▶ **TO-DO LIST**
**1)** Using the guitar forum thread, decide whether each statement is correct: (a) odibrom's first Ibanez guitar was an S540, bought in 1995; (b) Sabers cost less than RGs with the same specs; (c) mogar wants a Jackson/Charvel Star with a Floyd. For each, answer yes or no and quote the words from the thread that settle it.
**2)** Reproduce the part of the guitar forum thread that starts at "I have an S540" and ends at "LoPro)... I'm happy...".

I am searching for a decent condition S5527. I own/have owned a total of 9 RGs and one S and I missed the S series I had a lot (it was an S420). 

I really wonder why Ibanez don't promote the S series as much - are they just focusing on RGs more or maybe they just don't sell enough...or both. The S420 with the ZR was one of the best Indo Ibanez guitars I had ever had.


----------



## odibrom (Nov 5, 2021)

angryification said:


> I am searching for a decent condition S5527. I own/have owned a total of 9 RGs and one S and I missed the S series I had a lot (it was an S420).
> 
> I really wonder why Ibanez don't promote the S series as much - are they just focusing on RGs more or maybe they just don't sell enough...or both. The S420 with the ZR was one of the best Indo Ibanez guitars I had ever had.



I have an S540 which was my first Ibanez guitar, way back in 1995. It got me hooked to the brand. By 1999/2000 I bought a second one because of its price tag to sell one year latter to fund my first RG, the 2027XVV. Since then I have only bought RGs because I was out of phase with what Ibanez released in the Saber line. This year I reversed that and strengthened my Saber stable with one S2120X AV and recently one S5527 TKS (the one with LoPro)... I'm happy...

Sabers take a little longer in production line due to their contoured body shape, so it makes them a little higher priced than RGs with the same specs. Sabers seem to call for the fusion people, which is substantially smaller than the metalheads around the globe, hence the smaller marketing agenda...? it's a shame really, because sabers are IMO the best Ibanez guitar design so far...


----------



## mogar (Nov 5, 2021)

All I'm hunting for is a floyded Jackson/Charvel Star that I don't have to sell both my nuts to afford. I'd even take the LTD Gus G one with a floyd but even those are tough now.

▶ **SUPPLIED MATERIAL**
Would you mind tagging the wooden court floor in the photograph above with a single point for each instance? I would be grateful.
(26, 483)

▶ **SOLUTIONS FOR EACH TASK**
**1)**
(a) Yes: "I have an S540 which was my first Ibanez guitar, way back in 1995."
(b) No: "it makes them a little higher priced than RGs with the same specs."
(c) Yes: "All I'm hunting for is a floyded Jackson/Charvel Star"

**2)**
I have an S540 which was my first Ibanez guitar, way back in 1995. It got me hooked to the brand. By 1999/2000 I bought a second one because of its price tag to sell one year latter to fund my first RG, the 2027XVV. Since then I have only bought RGs because I was out of phase with what Ibanez released in the Saber line. This year I reversed that and strengthened my Saber stable with one S2120X AV and recently one S5527 TKS (the one with LoPro)... I'm happy...